* Your objective:
Gather every line of the entries below that contains the string "reflection", treating uppercase and lowercase letters as different.

|---|

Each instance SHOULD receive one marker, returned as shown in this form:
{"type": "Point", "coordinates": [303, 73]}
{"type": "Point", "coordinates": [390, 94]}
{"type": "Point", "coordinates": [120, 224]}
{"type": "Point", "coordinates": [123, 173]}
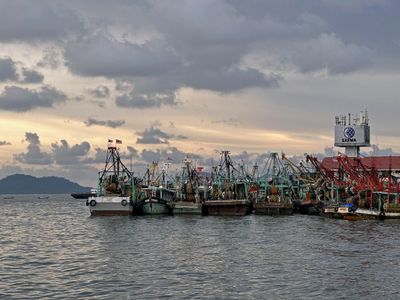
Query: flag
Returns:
{"type": "Point", "coordinates": [110, 144]}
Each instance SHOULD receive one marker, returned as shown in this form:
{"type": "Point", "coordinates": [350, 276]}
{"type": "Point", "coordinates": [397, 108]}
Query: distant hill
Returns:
{"type": "Point", "coordinates": [26, 184]}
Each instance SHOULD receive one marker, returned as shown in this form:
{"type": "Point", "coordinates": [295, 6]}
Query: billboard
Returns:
{"type": "Point", "coordinates": [352, 135]}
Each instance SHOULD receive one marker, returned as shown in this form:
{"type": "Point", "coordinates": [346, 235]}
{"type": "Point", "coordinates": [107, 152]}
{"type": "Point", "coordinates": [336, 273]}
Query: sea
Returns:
{"type": "Point", "coordinates": [53, 249]}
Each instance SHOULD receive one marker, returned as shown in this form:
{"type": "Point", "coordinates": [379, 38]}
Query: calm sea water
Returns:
{"type": "Point", "coordinates": [52, 248]}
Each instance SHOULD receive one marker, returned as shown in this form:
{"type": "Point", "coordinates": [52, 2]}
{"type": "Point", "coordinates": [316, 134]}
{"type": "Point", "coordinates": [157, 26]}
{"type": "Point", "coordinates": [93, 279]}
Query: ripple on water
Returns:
{"type": "Point", "coordinates": [52, 248]}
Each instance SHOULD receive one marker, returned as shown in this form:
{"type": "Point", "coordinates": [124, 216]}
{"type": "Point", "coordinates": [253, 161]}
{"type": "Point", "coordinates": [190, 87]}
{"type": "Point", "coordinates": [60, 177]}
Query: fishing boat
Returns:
{"type": "Point", "coordinates": [116, 186]}
{"type": "Point", "coordinates": [93, 192]}
{"type": "Point", "coordinates": [157, 194]}
{"type": "Point", "coordinates": [228, 195]}
{"type": "Point", "coordinates": [381, 205]}
{"type": "Point", "coordinates": [190, 193]}
{"type": "Point", "coordinates": [276, 192]}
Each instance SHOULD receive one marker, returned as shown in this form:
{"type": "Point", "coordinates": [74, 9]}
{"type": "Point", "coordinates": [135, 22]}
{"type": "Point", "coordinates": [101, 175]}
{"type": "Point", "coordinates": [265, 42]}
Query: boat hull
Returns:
{"type": "Point", "coordinates": [154, 207]}
{"type": "Point", "coordinates": [110, 206]}
{"type": "Point", "coordinates": [359, 214]}
{"type": "Point", "coordinates": [273, 209]}
{"type": "Point", "coordinates": [227, 207]}
{"type": "Point", "coordinates": [187, 208]}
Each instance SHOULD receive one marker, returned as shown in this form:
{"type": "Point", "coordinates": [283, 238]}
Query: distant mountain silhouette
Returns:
{"type": "Point", "coordinates": [26, 184]}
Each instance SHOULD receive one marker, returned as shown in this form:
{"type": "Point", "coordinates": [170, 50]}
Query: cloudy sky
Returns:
{"type": "Point", "coordinates": [177, 77]}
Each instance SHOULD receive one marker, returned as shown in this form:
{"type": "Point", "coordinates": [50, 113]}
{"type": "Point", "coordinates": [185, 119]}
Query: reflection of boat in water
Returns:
{"type": "Point", "coordinates": [115, 186]}
{"type": "Point", "coordinates": [93, 192]}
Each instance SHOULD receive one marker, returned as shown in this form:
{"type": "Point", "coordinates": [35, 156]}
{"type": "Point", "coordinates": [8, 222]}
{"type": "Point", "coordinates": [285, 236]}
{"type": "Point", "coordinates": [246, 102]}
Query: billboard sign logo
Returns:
{"type": "Point", "coordinates": [349, 133]}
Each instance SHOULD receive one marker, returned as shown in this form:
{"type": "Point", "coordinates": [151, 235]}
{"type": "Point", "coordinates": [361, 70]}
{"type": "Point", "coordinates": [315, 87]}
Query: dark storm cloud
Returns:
{"type": "Point", "coordinates": [8, 70]}
{"type": "Point", "coordinates": [64, 154]}
{"type": "Point", "coordinates": [11, 70]}
{"type": "Point", "coordinates": [171, 154]}
{"type": "Point", "coordinates": [34, 155]}
{"type": "Point", "coordinates": [36, 20]}
{"type": "Point", "coordinates": [51, 58]}
{"type": "Point", "coordinates": [107, 123]}
{"type": "Point", "coordinates": [143, 101]}
{"type": "Point", "coordinates": [118, 59]}
{"type": "Point", "coordinates": [15, 98]}
{"type": "Point", "coordinates": [100, 91]}
{"type": "Point", "coordinates": [31, 76]}
{"type": "Point", "coordinates": [155, 135]}
{"type": "Point", "coordinates": [230, 122]}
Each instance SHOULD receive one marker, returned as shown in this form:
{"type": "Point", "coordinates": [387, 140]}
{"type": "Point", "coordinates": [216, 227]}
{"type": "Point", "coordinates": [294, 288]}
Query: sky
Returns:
{"type": "Point", "coordinates": [176, 78]}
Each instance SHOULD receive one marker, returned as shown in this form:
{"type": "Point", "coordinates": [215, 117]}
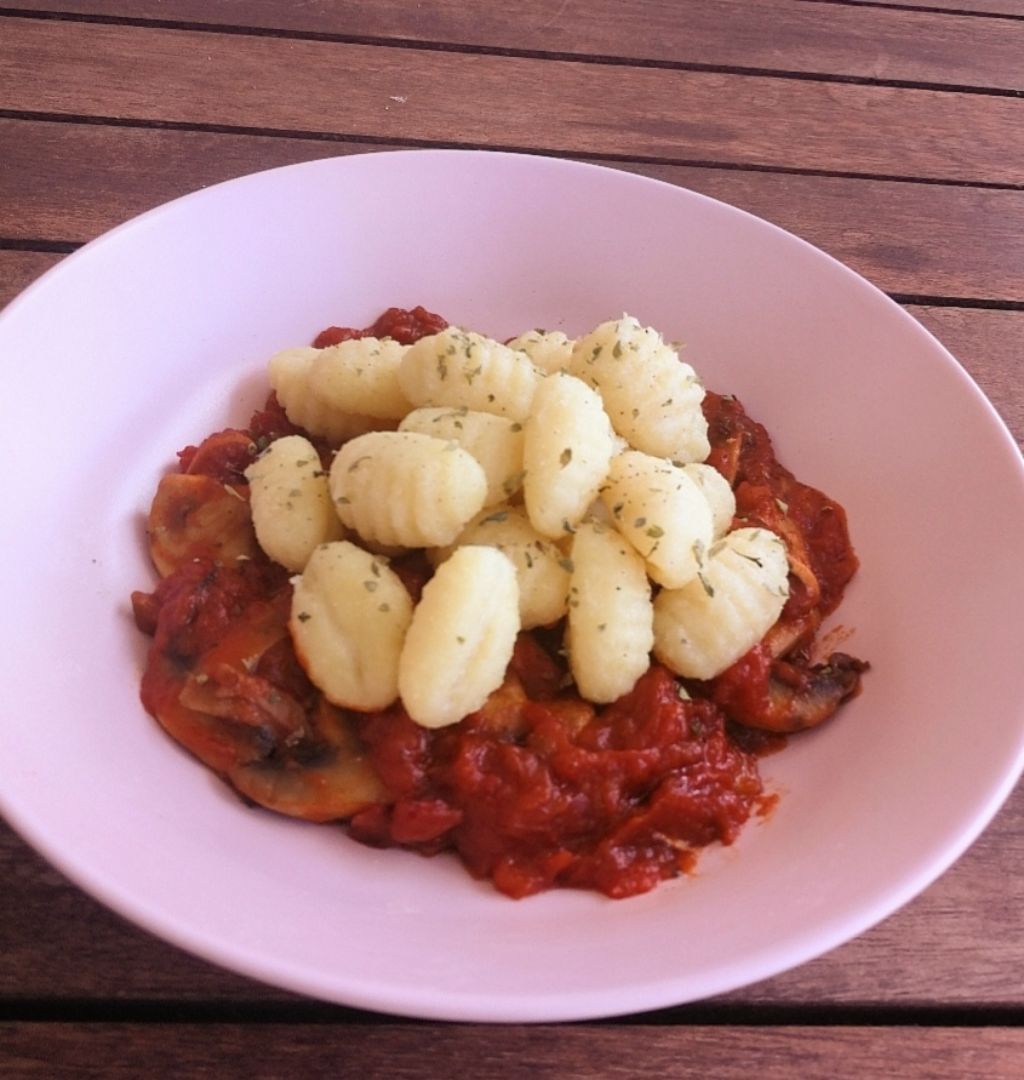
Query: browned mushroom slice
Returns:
{"type": "Point", "coordinates": [196, 516]}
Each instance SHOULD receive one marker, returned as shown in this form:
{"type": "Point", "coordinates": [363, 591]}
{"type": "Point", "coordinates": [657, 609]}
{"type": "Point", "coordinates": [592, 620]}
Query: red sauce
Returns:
{"type": "Point", "coordinates": [539, 788]}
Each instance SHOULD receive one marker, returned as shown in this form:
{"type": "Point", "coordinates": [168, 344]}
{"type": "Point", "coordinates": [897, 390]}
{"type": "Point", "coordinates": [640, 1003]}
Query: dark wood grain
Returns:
{"type": "Point", "coordinates": [58, 1051]}
{"type": "Point", "coordinates": [866, 42]}
{"type": "Point", "coordinates": [19, 269]}
{"type": "Point", "coordinates": [925, 240]}
{"type": "Point", "coordinates": [961, 7]}
{"type": "Point", "coordinates": [258, 82]}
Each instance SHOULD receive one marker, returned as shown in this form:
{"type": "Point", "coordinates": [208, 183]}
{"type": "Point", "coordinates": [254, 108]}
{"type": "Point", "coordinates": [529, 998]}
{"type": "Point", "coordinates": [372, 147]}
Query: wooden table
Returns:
{"type": "Point", "coordinates": [891, 134]}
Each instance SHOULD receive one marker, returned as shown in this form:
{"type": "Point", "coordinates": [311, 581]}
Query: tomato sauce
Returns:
{"type": "Point", "coordinates": [538, 788]}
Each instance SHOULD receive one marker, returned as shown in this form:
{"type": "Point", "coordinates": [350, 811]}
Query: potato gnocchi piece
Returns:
{"type": "Point", "coordinates": [550, 350]}
{"type": "Point", "coordinates": [461, 637]}
{"type": "Point", "coordinates": [718, 493]}
{"type": "Point", "coordinates": [566, 453]}
{"type": "Point", "coordinates": [350, 613]}
{"type": "Point", "coordinates": [495, 441]}
{"type": "Point", "coordinates": [663, 514]}
{"type": "Point", "coordinates": [361, 376]}
{"type": "Point", "coordinates": [291, 502]}
{"type": "Point", "coordinates": [458, 367]}
{"type": "Point", "coordinates": [610, 626]}
{"type": "Point", "coordinates": [541, 569]}
{"type": "Point", "coordinates": [652, 397]}
{"type": "Point", "coordinates": [706, 625]}
{"type": "Point", "coordinates": [290, 372]}
{"type": "Point", "coordinates": [406, 489]}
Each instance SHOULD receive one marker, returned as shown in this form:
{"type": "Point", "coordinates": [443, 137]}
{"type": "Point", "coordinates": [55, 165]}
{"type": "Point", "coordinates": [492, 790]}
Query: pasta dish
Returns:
{"type": "Point", "coordinates": [543, 603]}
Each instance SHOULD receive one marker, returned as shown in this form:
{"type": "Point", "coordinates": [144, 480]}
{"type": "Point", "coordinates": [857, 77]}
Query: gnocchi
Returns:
{"type": "Point", "coordinates": [566, 453]}
{"type": "Point", "coordinates": [550, 350]}
{"type": "Point", "coordinates": [706, 625]}
{"type": "Point", "coordinates": [291, 502]}
{"type": "Point", "coordinates": [461, 368]}
{"type": "Point", "coordinates": [291, 379]}
{"type": "Point", "coordinates": [610, 625]}
{"type": "Point", "coordinates": [360, 376]}
{"type": "Point", "coordinates": [350, 613]}
{"type": "Point", "coordinates": [604, 439]}
{"type": "Point", "coordinates": [496, 442]}
{"type": "Point", "coordinates": [406, 489]}
{"type": "Point", "coordinates": [652, 397]}
{"type": "Point", "coordinates": [663, 514]}
{"type": "Point", "coordinates": [461, 636]}
{"type": "Point", "coordinates": [541, 569]}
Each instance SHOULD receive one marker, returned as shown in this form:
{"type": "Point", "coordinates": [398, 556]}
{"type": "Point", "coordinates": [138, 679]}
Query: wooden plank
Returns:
{"type": "Point", "coordinates": [926, 240]}
{"type": "Point", "coordinates": [402, 1051]}
{"type": "Point", "coordinates": [957, 944]}
{"type": "Point", "coordinates": [866, 42]}
{"type": "Point", "coordinates": [363, 91]}
{"type": "Point", "coordinates": [989, 345]}
{"type": "Point", "coordinates": [1013, 8]}
{"type": "Point", "coordinates": [19, 269]}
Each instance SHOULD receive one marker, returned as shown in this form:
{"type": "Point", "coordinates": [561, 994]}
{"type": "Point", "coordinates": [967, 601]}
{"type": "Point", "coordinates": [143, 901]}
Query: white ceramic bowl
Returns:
{"type": "Point", "coordinates": [158, 333]}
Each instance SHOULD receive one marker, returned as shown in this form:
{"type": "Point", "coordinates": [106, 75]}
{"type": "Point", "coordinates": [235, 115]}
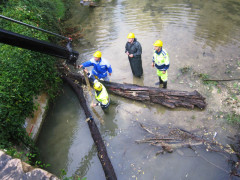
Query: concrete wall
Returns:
{"type": "Point", "coordinates": [33, 125]}
{"type": "Point", "coordinates": [12, 169]}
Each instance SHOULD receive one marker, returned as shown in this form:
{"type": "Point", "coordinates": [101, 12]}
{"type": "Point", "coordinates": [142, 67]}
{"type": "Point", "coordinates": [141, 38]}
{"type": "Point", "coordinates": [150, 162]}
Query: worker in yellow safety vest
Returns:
{"type": "Point", "coordinates": [161, 62]}
{"type": "Point", "coordinates": [101, 95]}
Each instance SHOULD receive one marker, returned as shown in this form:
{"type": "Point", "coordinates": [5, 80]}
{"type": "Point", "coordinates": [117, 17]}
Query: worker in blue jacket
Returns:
{"type": "Point", "coordinates": [100, 66]}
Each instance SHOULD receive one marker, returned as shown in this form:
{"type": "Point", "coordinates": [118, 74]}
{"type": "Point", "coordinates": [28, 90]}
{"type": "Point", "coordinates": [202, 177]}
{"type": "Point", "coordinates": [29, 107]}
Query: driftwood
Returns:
{"type": "Point", "coordinates": [165, 97]}
{"type": "Point", "coordinates": [178, 138]}
{"type": "Point", "coordinates": [102, 152]}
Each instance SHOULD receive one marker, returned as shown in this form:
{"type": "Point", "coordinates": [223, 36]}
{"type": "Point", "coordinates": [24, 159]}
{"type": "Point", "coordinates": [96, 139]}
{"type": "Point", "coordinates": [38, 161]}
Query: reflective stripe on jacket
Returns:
{"type": "Point", "coordinates": [100, 68]}
{"type": "Point", "coordinates": [102, 97]}
{"type": "Point", "coordinates": [161, 60]}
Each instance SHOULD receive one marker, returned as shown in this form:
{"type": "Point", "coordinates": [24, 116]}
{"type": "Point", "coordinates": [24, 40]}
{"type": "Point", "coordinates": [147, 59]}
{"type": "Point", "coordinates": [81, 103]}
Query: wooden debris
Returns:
{"type": "Point", "coordinates": [165, 97]}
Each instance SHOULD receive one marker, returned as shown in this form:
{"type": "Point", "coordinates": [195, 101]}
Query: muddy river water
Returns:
{"type": "Point", "coordinates": [199, 35]}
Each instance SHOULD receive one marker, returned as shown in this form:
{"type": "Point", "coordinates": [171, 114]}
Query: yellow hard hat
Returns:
{"type": "Point", "coordinates": [97, 54]}
{"type": "Point", "coordinates": [158, 43]}
{"type": "Point", "coordinates": [131, 35]}
{"type": "Point", "coordinates": [97, 86]}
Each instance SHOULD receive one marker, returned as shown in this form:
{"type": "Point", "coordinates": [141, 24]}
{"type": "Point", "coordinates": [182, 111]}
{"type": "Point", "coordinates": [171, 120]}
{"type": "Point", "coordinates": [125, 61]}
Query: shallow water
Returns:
{"type": "Point", "coordinates": [203, 35]}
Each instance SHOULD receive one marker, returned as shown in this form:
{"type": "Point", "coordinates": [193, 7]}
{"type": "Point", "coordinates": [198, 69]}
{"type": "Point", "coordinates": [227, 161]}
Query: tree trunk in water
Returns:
{"type": "Point", "coordinates": [165, 97]}
{"type": "Point", "coordinates": [102, 152]}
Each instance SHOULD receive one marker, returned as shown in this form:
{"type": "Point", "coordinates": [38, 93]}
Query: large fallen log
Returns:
{"type": "Point", "coordinates": [165, 97]}
{"type": "Point", "coordinates": [102, 152]}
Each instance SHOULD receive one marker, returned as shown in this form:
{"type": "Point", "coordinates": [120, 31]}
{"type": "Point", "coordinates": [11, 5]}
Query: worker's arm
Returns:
{"type": "Point", "coordinates": [166, 66]}
{"type": "Point", "coordinates": [139, 50]}
{"type": "Point", "coordinates": [86, 64]}
{"type": "Point", "coordinates": [110, 70]}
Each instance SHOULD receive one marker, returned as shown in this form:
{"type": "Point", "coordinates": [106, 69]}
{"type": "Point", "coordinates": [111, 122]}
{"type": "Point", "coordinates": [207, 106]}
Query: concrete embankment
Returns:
{"type": "Point", "coordinates": [12, 169]}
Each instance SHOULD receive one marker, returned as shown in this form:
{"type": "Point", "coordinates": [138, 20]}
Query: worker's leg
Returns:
{"type": "Point", "coordinates": [163, 78]}
{"type": "Point", "coordinates": [165, 84]}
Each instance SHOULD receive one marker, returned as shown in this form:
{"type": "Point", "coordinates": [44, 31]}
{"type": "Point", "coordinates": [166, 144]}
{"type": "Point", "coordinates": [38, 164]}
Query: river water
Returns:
{"type": "Point", "coordinates": [198, 34]}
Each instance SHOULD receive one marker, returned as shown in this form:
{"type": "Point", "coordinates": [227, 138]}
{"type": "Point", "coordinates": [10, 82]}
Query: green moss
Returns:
{"type": "Point", "coordinates": [23, 73]}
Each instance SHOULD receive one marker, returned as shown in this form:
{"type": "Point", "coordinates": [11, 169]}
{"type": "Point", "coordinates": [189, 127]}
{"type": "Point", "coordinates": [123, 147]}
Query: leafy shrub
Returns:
{"type": "Point", "coordinates": [23, 73]}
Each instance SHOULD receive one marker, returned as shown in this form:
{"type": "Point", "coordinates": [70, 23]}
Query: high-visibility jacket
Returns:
{"type": "Point", "coordinates": [102, 97]}
{"type": "Point", "coordinates": [100, 68]}
{"type": "Point", "coordinates": [161, 60]}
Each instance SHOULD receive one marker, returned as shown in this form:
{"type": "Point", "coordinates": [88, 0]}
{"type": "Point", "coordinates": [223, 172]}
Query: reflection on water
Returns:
{"type": "Point", "coordinates": [199, 34]}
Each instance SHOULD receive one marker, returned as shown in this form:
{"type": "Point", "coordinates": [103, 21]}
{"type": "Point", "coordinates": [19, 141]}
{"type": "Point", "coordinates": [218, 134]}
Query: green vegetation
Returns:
{"type": "Point", "coordinates": [25, 74]}
{"type": "Point", "coordinates": [64, 173]}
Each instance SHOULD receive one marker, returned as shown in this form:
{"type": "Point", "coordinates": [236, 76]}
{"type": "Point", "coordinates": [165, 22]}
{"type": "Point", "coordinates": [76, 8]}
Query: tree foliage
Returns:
{"type": "Point", "coordinates": [25, 74]}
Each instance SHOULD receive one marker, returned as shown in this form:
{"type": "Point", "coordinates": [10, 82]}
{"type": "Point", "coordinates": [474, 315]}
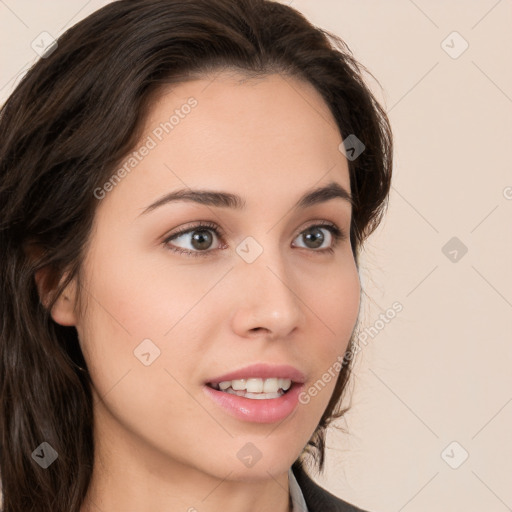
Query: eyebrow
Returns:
{"type": "Point", "coordinates": [218, 199]}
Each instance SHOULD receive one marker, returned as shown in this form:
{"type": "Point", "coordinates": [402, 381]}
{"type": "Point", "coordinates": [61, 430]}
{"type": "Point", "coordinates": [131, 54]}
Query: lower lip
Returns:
{"type": "Point", "coordinates": [257, 411]}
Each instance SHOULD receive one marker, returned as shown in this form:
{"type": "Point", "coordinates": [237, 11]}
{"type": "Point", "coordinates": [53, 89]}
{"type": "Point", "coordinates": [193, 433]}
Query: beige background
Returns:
{"type": "Point", "coordinates": [440, 371]}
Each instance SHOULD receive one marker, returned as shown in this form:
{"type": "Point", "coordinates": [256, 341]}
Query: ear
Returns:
{"type": "Point", "coordinates": [63, 311]}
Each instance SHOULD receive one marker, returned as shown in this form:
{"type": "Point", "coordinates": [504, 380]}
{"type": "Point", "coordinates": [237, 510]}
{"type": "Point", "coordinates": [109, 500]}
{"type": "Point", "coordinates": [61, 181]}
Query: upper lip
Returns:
{"type": "Point", "coordinates": [263, 371]}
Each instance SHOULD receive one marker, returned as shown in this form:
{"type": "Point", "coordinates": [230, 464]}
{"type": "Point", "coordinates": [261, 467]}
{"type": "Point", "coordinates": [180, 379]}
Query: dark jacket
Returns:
{"type": "Point", "coordinates": [316, 497]}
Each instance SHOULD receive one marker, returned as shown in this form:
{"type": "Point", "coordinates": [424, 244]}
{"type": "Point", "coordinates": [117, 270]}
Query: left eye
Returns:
{"type": "Point", "coordinates": [202, 238]}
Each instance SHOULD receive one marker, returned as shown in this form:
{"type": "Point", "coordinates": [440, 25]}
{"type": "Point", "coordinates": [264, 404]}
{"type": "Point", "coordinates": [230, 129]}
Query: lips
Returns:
{"type": "Point", "coordinates": [261, 371]}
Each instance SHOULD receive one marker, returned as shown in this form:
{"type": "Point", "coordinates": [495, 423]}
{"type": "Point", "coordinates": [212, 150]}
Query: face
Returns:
{"type": "Point", "coordinates": [184, 292]}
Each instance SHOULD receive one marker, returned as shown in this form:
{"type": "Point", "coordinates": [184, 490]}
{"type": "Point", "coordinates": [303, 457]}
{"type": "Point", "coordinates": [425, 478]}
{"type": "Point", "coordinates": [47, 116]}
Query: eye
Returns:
{"type": "Point", "coordinates": [202, 239]}
{"type": "Point", "coordinates": [314, 235]}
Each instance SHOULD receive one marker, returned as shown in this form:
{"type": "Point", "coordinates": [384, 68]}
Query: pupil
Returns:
{"type": "Point", "coordinates": [200, 237]}
{"type": "Point", "coordinates": [312, 233]}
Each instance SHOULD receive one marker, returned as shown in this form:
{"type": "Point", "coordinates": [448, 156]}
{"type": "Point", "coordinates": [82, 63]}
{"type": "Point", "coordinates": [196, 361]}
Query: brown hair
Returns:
{"type": "Point", "coordinates": [76, 113]}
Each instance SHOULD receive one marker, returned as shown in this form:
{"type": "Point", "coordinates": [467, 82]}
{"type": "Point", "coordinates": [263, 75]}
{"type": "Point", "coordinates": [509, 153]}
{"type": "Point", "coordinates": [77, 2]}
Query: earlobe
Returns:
{"type": "Point", "coordinates": [63, 311]}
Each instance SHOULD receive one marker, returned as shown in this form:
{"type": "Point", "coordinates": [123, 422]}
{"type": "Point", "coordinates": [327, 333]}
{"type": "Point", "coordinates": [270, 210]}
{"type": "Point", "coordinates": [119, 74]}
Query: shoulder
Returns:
{"type": "Point", "coordinates": [317, 498]}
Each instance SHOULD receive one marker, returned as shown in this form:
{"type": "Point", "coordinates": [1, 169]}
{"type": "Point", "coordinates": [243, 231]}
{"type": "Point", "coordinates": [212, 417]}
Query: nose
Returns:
{"type": "Point", "coordinates": [267, 302]}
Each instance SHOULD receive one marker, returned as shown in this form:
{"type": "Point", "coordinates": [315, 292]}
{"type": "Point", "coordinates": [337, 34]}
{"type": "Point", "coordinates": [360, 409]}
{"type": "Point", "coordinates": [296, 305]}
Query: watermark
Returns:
{"type": "Point", "coordinates": [151, 142]}
{"type": "Point", "coordinates": [333, 371]}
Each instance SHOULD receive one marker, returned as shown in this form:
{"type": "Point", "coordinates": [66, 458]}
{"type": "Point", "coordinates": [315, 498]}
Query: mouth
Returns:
{"type": "Point", "coordinates": [255, 388]}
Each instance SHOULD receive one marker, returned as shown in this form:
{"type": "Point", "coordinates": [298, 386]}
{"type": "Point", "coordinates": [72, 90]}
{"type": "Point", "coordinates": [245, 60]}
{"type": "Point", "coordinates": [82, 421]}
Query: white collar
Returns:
{"type": "Point", "coordinates": [298, 502]}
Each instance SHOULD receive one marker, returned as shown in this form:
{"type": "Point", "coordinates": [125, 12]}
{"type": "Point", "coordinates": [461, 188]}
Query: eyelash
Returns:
{"type": "Point", "coordinates": [337, 234]}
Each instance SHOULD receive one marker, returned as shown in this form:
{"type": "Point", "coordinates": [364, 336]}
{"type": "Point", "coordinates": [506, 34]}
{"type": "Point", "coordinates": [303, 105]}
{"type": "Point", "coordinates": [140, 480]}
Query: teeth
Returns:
{"type": "Point", "coordinates": [262, 386]}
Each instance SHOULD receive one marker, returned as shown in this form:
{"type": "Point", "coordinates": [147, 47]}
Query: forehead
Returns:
{"type": "Point", "coordinates": [255, 137]}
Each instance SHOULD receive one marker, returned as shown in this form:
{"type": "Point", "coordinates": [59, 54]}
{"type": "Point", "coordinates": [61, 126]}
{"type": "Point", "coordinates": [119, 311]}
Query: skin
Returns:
{"type": "Point", "coordinates": [161, 443]}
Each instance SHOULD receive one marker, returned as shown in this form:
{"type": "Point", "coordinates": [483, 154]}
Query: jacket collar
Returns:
{"type": "Point", "coordinates": [318, 499]}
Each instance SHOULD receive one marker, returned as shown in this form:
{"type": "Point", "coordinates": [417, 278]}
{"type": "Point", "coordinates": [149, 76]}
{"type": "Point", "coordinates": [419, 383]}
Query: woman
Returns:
{"type": "Point", "coordinates": [185, 189]}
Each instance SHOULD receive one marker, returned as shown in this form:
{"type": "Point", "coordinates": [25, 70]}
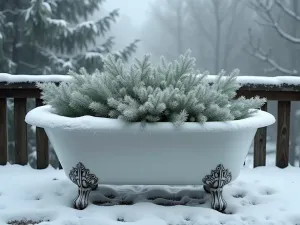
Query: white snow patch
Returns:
{"type": "Point", "coordinates": [89, 55]}
{"type": "Point", "coordinates": [58, 22]}
{"type": "Point", "coordinates": [4, 77]}
{"type": "Point", "coordinates": [276, 81]}
{"type": "Point", "coordinates": [265, 195]}
{"type": "Point", "coordinates": [45, 117]}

|---|

* Output for this task:
Query: reflection of boat in water
Query: reflection on water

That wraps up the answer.